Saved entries
-=-=-=-=-

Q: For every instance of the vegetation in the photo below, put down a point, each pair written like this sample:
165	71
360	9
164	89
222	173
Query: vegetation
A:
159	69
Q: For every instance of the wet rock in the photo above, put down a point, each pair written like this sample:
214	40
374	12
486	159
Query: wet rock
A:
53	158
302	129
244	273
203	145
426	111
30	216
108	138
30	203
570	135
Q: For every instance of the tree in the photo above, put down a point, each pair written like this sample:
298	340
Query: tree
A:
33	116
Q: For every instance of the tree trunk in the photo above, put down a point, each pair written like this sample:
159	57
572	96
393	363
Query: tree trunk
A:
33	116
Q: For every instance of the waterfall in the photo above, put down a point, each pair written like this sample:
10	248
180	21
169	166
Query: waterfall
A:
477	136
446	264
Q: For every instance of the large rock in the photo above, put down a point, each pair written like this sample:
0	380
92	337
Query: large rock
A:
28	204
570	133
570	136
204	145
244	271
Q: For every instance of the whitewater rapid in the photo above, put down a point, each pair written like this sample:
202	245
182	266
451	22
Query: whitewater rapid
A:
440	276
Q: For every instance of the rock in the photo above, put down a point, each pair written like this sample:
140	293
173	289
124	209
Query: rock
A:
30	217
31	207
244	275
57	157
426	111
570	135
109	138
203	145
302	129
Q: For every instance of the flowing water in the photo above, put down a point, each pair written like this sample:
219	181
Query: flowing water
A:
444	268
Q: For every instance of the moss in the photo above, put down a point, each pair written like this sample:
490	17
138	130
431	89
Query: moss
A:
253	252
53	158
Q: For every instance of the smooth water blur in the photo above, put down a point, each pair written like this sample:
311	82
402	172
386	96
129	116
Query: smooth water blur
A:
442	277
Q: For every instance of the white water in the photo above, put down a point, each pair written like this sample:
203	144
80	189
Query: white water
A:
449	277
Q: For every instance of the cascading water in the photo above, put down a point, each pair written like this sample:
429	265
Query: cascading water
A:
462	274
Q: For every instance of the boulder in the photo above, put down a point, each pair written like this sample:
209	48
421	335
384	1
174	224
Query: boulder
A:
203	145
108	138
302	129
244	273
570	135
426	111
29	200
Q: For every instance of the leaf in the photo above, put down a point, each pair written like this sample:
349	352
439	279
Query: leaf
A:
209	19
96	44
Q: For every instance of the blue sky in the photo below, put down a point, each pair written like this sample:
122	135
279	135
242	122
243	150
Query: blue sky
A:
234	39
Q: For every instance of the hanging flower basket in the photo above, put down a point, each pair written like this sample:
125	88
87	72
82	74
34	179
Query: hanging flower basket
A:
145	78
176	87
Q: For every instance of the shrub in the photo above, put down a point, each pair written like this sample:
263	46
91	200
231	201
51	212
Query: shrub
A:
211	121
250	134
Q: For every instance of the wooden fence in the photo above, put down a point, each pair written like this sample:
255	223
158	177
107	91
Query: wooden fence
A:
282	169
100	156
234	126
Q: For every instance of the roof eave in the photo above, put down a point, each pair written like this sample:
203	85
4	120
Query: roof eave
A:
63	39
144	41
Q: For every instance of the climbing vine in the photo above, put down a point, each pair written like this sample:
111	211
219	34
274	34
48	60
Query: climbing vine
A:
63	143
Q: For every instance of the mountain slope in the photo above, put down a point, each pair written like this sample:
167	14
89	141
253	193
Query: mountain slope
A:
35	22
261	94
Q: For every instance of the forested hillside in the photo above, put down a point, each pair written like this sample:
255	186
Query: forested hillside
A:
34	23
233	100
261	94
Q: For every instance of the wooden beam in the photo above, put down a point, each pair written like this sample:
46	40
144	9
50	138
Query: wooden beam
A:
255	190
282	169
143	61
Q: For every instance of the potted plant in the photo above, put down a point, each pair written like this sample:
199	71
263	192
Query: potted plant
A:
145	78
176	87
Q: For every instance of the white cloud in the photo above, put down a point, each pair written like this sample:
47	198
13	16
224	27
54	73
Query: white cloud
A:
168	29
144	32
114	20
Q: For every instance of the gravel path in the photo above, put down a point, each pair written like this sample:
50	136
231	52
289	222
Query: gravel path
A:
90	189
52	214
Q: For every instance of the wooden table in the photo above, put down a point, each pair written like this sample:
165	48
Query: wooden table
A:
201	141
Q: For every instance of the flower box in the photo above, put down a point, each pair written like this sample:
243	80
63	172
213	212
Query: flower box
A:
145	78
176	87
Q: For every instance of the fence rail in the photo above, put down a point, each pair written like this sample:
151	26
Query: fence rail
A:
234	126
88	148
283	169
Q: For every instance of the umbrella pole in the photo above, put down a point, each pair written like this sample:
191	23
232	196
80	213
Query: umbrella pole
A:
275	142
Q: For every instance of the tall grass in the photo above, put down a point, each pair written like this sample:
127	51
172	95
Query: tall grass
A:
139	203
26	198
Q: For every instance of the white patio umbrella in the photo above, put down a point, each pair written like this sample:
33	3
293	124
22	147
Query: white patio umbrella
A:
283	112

-=-=-=-=-

(ASSIGNMENT) Each line above should be output exactly as written.

(FINISHED EXERCISE)
Q: For every instance of the vegetation in the photo below, put down a point, each pair written like this sample:
165	71
360	9
164	89
222	173
Query: vegetation
A:
159	69
Q: For every instance of the wet rock in the photo above, put down a point, each pair written like this sample:
214	40
374	12
486	159
Query: wet rock
A:
53	158
302	129
244	273
203	145
426	111
30	216
108	138
30	203
570	135
Q: For every instance of the tree in the photo above, put down a point, each pair written like this sample:
298	340
Query: tree
A:
33	116
Q: For every instance of the tree trunk in the photo above, put down a point, each pair written like this sample:
159	57
572	96
393	363
Query: tree trunk
A:
33	116
Q: For every instance of the waterfall in the photo above, put down a point, each pair written like this sample:
10	248
180	21
169	166
Query: waterfall
A:
477	136
446	264
Q: For every instance of the large rock in the photo above, put down a point, each pair written like this sample:
0	380
92	337
Query: large rock
A:
28	204
570	133
570	136
204	145
244	271
Q: For every instance of the whitewater rapid in the photo above, put down a point, each pair written like this sample:
202	245
182	266
451	22
Query: whitewater rapid
A:
440	276
Q: For every instance of the rock in the photo above, put down a point, each pair written like this sample:
140	293
173	289
124	209
Query: rock
A:
30	217
31	207
244	275
57	157
426	111
570	135
109	138
203	145
302	129
Q: For every instance of the flowing water in the photo above, put down a point, each pair written like this sample:
219	181
Query: flowing water
A:
444	268
Q: For every instance of the moss in the photo above, put down a point, each pair written like this sample:
490	17
138	130
431	89
Query: moss
A:
253	252
53	158
Q: For every instance of the smooth water blur in the photo above, put down a point, each pair written like this sample:
311	82
402	172
386	96
129	116
Query: smooth water blur
A:
442	277
Q: For every instance of the white water in the photo above, put down a point, each pair written like this sample:
203	144
80	189
Query: white water
A:
449	277
Q: For every instance of the cascading water in the photo above, put down a point, each pair written like this sample:
429	265
Query: cascading water
A:
462	274
Q: For every instance of the boulder in the photo above, put down a point, each pair written like this sample:
209	48
421	335
384	1
174	224
Query: boulder
A:
203	145
108	138
302	129
244	273
570	135
426	111
29	200
Q: For every instance of the leaf in the photo above, put down a point, each pair written like this sample:
349	352
439	279
Query: leaf
A:
209	19
96	44
Q: For every instance of the blue sky in the photo below, put down a point, each pair written like this sample:
122	135
279	135
242	122
243	150
Query: blue sky
A:
234	39
Q: For every instance of the hanging flower basket in the photo above, put down a point, each pair written like this sample:
125	88
87	72
82	74
34	179
Query: hanging flower basket
A:
145	78
176	87
Q: For every instance of the shrub in the photo above, put down a point, each pair written like this sample:
263	46
91	200
231	201
51	212
Query: shrub
A:
211	121
250	134
Q: For every instance of the wooden fence in the photo above, put down a point, each pair written like this sample:
255	223
158	177
107	91
Query: wooden fence
A:
282	169
100	156
234	126
Q: For every instance of the roof eave in the photo above, put down a point, each pair written like this sample:
203	85
4	120
Query: roof eave
A:
63	39
144	41
Q: For every instance of the climbing vine in the photo above, put down a point, each pair written like this sample:
111	211
219	34
274	34
48	60
Query: climbing vine
A:
63	143
Q: For every instance of the mountain slope in the photo above, put down a point, each pair written like this sample:
167	14
89	141
253	193
Query: mountain slope
A:
35	22
261	94
Q: For every instance of the forested hillside in the photo above, put down a point, each pair written like this sample:
255	186
Query: forested hillside
A:
34	23
233	100
261	94
Q: For every instance of the wooden beam in the photo above, put down a point, each pair written like this sample:
46	40
144	9
50	138
Query: wooden beam
A:
255	190
282	169
143	61
Q: For every instance of the potted plant in the photo above, put down a point, each pair written like this sample:
199	71
263	192
Query: potted plant
A:
145	78
176	87
Q: For every instance of the white cloud in the photo above, put down a point, each pair written like this sample:
47	198
13	16
224	27
54	73
Query: white cloud
A:
168	29
144	32
114	20
Q: For every instance of the gravel path in the photo above, put down a point, each pair written like this sample:
50	136
231	52
289	222
Query: gravel path
A:
90	189
52	214
Q: For every instance of the wooden table in the photo above, put down a point, each pair written like this sample:
165	48
Query: wooden table
A:
201	141
Q: For every instance of the flower box in the photo above, put down a point, each pair written like this sample:
243	80
63	172
213	212
Query: flower box
A:
145	78
176	87
Q: For every instance of the fence rail in the photo above, put down a point, each pair written like this sample:
151	26
Query: fence rail
A:
234	126
88	148
283	169
Q: For every instance of the umbrella pole in the photo above, put down a point, each pair written like this sample:
191	23
232	196
80	213
Query: umbrella pole
A:
275	142
Q: For every instance of the tall grass in the photo above, put down a point, each pair written like this sample:
127	51
172	95
Query: tall grass
A:
139	203
26	198
Q: For every instance of the white patio umbrella in the photo above, put down a point, each pair written like this sample:
33	3
293	124
22	147
Query: white patio umbrella
A:
283	112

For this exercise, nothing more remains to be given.